*What you are asked to do*:
Repeat the material below exactly as it appears, line for line.

*Data provided*:
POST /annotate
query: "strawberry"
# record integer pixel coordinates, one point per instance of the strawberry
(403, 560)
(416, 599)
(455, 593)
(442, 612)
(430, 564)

*Solution to this problem*:
POST /annotate
query: "strawberry"
# record integer pixel coordinates, one point per instance of the strawberry
(403, 560)
(416, 599)
(455, 593)
(442, 612)
(430, 564)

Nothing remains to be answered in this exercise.